TASK INSTRUCTIONS :: Copy the following lines word for word, keeping every character unchanged.

RECORDED DATA ::

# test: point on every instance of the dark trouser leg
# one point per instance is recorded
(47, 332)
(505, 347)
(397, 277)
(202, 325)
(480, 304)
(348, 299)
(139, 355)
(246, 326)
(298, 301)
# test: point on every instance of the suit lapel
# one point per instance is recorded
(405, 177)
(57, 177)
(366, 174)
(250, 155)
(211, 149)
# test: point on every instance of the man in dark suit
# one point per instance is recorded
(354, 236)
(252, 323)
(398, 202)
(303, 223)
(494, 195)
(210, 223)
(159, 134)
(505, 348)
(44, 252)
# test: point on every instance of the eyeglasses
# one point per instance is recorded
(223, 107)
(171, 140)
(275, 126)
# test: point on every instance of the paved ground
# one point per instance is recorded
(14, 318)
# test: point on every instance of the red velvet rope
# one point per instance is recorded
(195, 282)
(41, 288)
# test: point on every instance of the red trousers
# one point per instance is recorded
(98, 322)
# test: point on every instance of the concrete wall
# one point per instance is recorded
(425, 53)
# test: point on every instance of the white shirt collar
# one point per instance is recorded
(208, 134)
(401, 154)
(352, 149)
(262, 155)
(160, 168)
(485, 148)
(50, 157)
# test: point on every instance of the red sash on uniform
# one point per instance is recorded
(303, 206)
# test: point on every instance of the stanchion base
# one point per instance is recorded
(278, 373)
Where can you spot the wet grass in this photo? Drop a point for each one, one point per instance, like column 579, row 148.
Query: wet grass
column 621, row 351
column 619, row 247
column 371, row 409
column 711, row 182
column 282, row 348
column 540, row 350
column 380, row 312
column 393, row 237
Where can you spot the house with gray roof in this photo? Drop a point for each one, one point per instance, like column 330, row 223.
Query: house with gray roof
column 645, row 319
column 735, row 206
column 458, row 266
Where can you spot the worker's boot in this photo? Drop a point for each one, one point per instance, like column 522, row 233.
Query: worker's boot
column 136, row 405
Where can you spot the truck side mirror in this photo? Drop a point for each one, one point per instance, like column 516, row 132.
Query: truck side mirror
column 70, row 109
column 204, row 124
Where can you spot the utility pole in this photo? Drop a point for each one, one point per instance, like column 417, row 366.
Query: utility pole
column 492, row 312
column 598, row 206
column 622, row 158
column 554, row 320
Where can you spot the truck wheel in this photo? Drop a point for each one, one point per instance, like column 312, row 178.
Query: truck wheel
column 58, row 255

RESULT ::
# test: point on every instance of the dark trouser leg
# one point per instance is recorded
(47, 332)
(505, 347)
(397, 277)
(202, 325)
(480, 304)
(348, 299)
(139, 355)
(246, 326)
(298, 301)
# test: point on every instance of the suit lapel
# one point per instance is recorded
(405, 177)
(57, 177)
(366, 174)
(250, 155)
(211, 149)
# test: point on every instance of the man in dark suit
# one point per instance is recorded
(354, 236)
(252, 323)
(398, 202)
(303, 223)
(494, 195)
(210, 223)
(159, 134)
(505, 348)
(44, 252)
# test: point on every instance of the eyeglasses
# one point per instance is recorded
(223, 107)
(171, 140)
(275, 126)
# test: point on every instance of the paved ground
# one point per instance is recorded
(14, 318)
# test: point on every instance of the red velvet rope
# one point per instance is recorded
(195, 282)
(41, 288)
# test: point on every instance of the red trousers
# one point per instance is recorded
(98, 322)
# test: point on every instance of the concrete wall
# one point per instance is recorded
(425, 53)
# test: point on every instance of the white shirt collar
# one point per instance is recorded
(208, 134)
(401, 154)
(352, 149)
(262, 155)
(160, 168)
(485, 148)
(50, 157)
# test: point on every instance of the red sash on uniform
# one point per instance is recorded
(303, 206)
# test: point on every instance of the stanchion base
# one point per instance is recorded
(278, 373)
Where can you spot the wet grass in this photo? Drop a point for each one, one point per instance, like column 579, row 148.
Query: wet grass
column 621, row 351
column 619, row 247
column 371, row 409
column 711, row 182
column 282, row 348
column 540, row 350
column 380, row 312
column 393, row 237
Where can you spot the house with gray roof in this photo? Drop a point for each one, one point per instance, like column 330, row 223.
Query: house with gray roof
column 645, row 319
column 735, row 206
column 458, row 266
Where can you spot the worker's boot in this photo? Drop a point for each one, one point per instance, like column 522, row 233.
Query: worker's boot
column 136, row 405
Where can you spot the truck side mirror in this photo? Drop a point for each one, one point per instance, like column 516, row 132.
Query: truck side mirror
column 70, row 109
column 204, row 124
Where can you spot the utility pole in this photo? Drop a point for each one, one point per instance, like column 417, row 366.
Query: utility pole
column 492, row 312
column 598, row 206
column 622, row 158
column 554, row 320
Where can you spot the truck wheel in this photo? Drop a point for each one, one point per instance, like column 312, row 178.
Query: truck wheel
column 58, row 255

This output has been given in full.